──────── Reading passage

# New Hawg-Leg



## Drm50 (Dec 26, 2014)

Just picked up a original S&W model 57, 41 mag with 8 3/8" barrel. These old blue S&Ws are getting harder to come by. Looking
for a good deal on some 41 mag brass. I got the dies and bullet molds, but few brass.


----------



## Dovans (Nov 15, 2011)

Whoa.... nice... There's a keeper


----------



## joebertin (Mar 26, 2010)

Yeah, like it!


----------



## laynhardwood (Dec 27, 2009)

That's sweet I have never shot a 41mag. I would be having a hard time not shooting it.


----------



## Drm50 (Dec 26, 2014)

Actually I never had much use for 41 mg. There is nothing wrong with them, but they are not enough bigger
than a 357 or enough smaller than 44 to mess with. Like 40cal pistols & 16 g shotguns. But in collector guns
that doesn't matter. Another case of nobody wants one until they are no longer available.


----------



## fastwater (Apr 1, 2014)

One ofmy fav. cals. And that's a nice one. 
Congrats Drm50.


----------



## Smallmouth Crazy (Apr 4, 2006)

fastwater said:


> One ofmy fav. cals. And that's a nice one.
> Congrats Drm50.


Nice looking gun, I have a 8 3/8" 29 and 586.


----------

────────────────
──────── Data lines

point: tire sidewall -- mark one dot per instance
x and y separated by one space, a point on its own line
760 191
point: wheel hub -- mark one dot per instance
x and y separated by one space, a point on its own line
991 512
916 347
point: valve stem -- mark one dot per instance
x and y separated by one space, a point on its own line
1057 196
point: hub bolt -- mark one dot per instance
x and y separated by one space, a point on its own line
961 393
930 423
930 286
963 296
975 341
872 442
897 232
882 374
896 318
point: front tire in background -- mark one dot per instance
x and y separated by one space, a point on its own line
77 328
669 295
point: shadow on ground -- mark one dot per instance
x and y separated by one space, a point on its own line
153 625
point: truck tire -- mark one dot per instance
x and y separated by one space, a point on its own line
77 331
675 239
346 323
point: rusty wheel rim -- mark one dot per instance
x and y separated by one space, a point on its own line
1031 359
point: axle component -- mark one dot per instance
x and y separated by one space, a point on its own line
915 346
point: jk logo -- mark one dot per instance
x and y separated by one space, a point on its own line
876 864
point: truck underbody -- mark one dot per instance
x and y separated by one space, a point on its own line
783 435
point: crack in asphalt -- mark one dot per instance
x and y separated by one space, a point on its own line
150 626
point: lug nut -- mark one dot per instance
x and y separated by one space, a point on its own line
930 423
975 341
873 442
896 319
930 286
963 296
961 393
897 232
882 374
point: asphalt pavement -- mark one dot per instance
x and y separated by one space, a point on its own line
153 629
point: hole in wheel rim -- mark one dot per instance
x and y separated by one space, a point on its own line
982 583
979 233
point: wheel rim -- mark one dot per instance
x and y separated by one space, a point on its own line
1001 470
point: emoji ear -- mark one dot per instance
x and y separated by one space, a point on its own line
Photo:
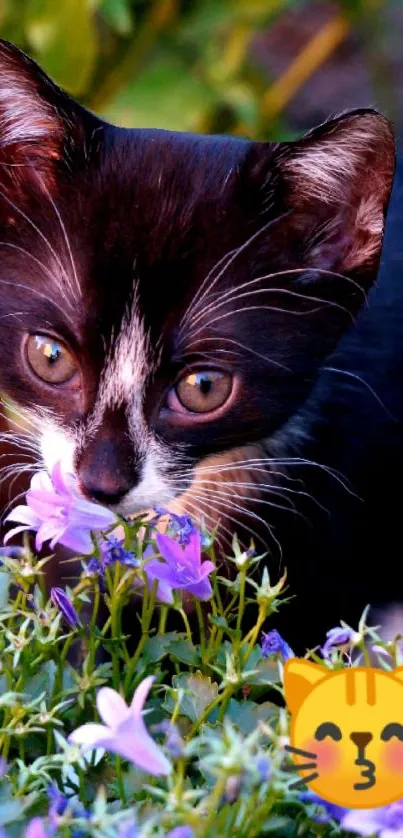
300 677
398 673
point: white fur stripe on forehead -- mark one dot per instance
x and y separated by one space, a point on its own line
24 116
128 363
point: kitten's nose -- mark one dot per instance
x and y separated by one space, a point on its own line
361 738
109 491
107 472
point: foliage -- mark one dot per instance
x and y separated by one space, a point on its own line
177 64
210 759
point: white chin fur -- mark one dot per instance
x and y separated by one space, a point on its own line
152 490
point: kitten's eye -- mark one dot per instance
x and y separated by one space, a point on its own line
49 359
392 729
203 391
328 729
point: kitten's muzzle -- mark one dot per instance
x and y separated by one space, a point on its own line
361 738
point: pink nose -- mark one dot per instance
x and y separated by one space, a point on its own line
361 739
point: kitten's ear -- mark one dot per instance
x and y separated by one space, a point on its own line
300 677
398 673
336 183
39 123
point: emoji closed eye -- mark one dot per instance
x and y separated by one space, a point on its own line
392 729
328 729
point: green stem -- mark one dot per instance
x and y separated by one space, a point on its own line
119 780
201 629
187 626
221 698
241 606
253 635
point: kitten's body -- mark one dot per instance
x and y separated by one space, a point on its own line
349 554
151 270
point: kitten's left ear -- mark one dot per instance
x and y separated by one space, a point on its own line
335 184
300 677
41 127
398 673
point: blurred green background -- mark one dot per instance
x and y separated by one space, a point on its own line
258 68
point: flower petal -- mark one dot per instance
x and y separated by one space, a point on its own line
50 530
170 550
111 707
15 531
144 752
24 515
201 590
140 696
79 541
193 549
92 736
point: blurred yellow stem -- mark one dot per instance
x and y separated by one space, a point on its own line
311 57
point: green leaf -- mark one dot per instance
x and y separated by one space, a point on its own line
246 714
118 14
165 95
63 36
43 680
183 650
155 648
199 691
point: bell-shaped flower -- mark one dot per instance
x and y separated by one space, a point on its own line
123 731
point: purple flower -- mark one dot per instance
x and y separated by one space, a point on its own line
327 811
182 569
112 551
59 513
36 829
263 766
273 644
65 606
181 525
385 822
341 637
124 731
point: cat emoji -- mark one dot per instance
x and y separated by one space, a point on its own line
346 737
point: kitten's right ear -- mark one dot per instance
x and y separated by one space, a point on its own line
40 125
300 677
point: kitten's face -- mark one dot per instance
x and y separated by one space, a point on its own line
168 297
350 722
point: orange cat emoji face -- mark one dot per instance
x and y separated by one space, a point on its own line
346 732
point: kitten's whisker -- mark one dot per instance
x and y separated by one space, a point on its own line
66 239
233 293
34 227
228 504
276 309
43 296
305 766
304 781
241 345
200 293
300 752
366 385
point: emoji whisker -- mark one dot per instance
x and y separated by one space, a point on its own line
303 767
300 752
304 781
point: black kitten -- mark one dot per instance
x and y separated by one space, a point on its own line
167 299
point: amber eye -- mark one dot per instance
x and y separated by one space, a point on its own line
203 391
49 359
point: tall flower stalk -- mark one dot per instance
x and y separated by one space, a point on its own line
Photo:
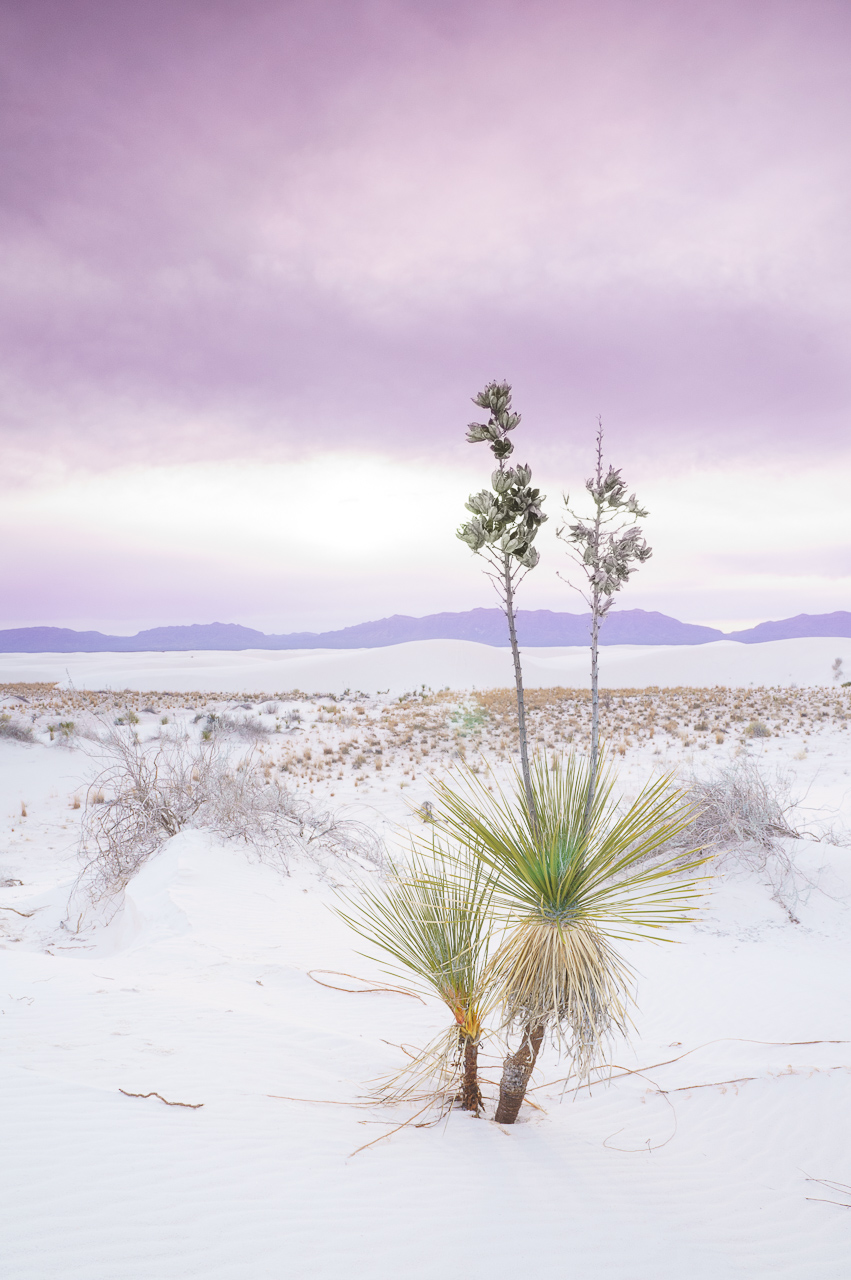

────────────────

In the forum thread, how long is the barrel on the S&W model 57 that Drm50 picked up? Rely only on the forum thread to answer.

8 3/8 inches.